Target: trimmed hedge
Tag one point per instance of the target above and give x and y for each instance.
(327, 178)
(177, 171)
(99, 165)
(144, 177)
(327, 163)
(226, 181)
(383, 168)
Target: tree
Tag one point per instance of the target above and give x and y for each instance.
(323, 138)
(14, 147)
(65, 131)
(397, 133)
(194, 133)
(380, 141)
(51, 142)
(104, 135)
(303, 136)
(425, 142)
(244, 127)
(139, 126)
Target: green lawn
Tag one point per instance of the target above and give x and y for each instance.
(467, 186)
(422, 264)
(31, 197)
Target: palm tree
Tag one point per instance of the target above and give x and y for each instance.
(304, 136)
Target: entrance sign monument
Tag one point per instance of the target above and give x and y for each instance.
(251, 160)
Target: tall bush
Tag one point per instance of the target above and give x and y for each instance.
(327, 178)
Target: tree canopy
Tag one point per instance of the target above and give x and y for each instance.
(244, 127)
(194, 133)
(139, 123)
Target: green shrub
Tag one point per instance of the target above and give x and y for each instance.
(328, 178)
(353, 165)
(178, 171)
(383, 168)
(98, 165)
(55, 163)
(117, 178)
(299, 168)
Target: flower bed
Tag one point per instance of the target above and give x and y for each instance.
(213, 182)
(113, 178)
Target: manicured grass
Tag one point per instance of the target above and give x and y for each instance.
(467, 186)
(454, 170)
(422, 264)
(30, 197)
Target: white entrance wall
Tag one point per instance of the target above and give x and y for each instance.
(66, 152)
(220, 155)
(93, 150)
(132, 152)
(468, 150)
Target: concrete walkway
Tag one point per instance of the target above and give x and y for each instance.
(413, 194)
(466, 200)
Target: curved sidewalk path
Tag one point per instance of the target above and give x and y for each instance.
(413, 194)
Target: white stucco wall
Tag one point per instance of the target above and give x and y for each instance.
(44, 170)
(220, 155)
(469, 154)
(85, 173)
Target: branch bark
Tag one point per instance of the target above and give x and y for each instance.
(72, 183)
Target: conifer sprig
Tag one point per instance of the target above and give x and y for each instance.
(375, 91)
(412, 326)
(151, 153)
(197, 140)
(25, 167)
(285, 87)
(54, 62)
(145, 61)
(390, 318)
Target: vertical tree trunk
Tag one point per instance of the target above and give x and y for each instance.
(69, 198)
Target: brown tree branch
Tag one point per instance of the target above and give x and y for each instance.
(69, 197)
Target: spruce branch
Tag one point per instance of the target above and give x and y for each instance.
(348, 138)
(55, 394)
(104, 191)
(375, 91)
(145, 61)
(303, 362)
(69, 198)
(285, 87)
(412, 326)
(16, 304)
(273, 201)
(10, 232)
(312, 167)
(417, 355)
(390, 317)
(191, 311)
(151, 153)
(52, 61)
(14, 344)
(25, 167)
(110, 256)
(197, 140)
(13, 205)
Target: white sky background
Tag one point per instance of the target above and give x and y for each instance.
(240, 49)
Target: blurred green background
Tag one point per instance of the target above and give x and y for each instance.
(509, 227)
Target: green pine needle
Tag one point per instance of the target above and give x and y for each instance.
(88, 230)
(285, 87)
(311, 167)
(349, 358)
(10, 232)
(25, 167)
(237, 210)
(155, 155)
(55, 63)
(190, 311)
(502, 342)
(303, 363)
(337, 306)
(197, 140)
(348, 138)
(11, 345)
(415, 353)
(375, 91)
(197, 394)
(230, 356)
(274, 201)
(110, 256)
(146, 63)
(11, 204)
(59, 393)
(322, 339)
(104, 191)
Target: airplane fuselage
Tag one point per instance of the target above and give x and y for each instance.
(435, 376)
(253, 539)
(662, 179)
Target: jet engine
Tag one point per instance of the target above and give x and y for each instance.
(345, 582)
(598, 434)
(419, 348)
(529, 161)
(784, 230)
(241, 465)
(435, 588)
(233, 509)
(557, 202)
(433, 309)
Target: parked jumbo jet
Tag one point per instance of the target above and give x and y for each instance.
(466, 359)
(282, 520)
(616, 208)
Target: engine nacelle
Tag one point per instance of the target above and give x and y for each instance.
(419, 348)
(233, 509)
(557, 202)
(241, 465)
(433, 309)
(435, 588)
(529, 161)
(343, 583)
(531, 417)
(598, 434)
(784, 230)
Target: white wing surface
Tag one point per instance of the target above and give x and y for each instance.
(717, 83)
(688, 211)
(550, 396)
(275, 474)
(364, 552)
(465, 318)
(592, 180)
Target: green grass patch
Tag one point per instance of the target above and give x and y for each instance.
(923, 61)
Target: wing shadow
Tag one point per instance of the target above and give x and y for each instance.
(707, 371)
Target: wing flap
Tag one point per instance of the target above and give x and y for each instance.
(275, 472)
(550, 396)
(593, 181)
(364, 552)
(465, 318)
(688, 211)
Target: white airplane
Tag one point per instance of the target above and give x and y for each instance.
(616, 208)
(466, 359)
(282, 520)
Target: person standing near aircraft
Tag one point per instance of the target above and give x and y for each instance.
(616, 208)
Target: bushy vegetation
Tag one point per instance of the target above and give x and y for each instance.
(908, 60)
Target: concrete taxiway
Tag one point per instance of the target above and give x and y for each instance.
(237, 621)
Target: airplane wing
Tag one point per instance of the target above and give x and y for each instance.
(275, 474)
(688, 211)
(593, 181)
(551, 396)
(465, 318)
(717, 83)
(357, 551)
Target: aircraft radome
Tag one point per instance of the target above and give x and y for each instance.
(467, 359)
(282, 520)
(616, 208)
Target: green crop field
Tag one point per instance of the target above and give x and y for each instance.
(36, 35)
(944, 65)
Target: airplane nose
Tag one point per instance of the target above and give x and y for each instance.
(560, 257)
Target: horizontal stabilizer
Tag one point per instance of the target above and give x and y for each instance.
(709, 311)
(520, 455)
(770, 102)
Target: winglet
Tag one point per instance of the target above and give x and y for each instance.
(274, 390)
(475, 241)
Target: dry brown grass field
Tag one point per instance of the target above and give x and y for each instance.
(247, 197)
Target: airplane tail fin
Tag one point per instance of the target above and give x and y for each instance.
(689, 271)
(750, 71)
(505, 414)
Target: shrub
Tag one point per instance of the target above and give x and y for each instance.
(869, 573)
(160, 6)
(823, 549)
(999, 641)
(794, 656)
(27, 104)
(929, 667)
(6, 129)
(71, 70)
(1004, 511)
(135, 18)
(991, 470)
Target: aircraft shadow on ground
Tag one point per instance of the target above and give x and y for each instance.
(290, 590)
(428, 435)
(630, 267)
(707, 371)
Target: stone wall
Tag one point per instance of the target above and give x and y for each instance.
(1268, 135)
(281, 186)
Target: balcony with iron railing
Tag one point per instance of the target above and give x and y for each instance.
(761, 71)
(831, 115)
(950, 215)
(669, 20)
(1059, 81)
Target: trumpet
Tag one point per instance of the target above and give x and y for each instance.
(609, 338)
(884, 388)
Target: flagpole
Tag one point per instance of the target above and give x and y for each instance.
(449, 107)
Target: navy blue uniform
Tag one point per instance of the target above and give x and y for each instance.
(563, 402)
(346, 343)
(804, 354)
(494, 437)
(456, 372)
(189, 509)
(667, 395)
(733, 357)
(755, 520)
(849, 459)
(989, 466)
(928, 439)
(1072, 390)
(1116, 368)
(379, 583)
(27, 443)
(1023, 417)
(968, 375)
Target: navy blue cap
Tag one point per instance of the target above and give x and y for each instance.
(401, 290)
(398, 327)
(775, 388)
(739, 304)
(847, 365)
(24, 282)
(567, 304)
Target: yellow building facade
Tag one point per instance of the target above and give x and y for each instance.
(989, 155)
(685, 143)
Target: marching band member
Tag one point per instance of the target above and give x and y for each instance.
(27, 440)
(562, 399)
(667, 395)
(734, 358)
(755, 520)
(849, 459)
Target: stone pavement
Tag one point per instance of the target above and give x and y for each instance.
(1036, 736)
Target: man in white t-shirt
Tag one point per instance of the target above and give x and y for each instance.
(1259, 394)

........

## Task brief:
Within the listing, how many lines hold "tree"? Write only that number.

## Task response:
5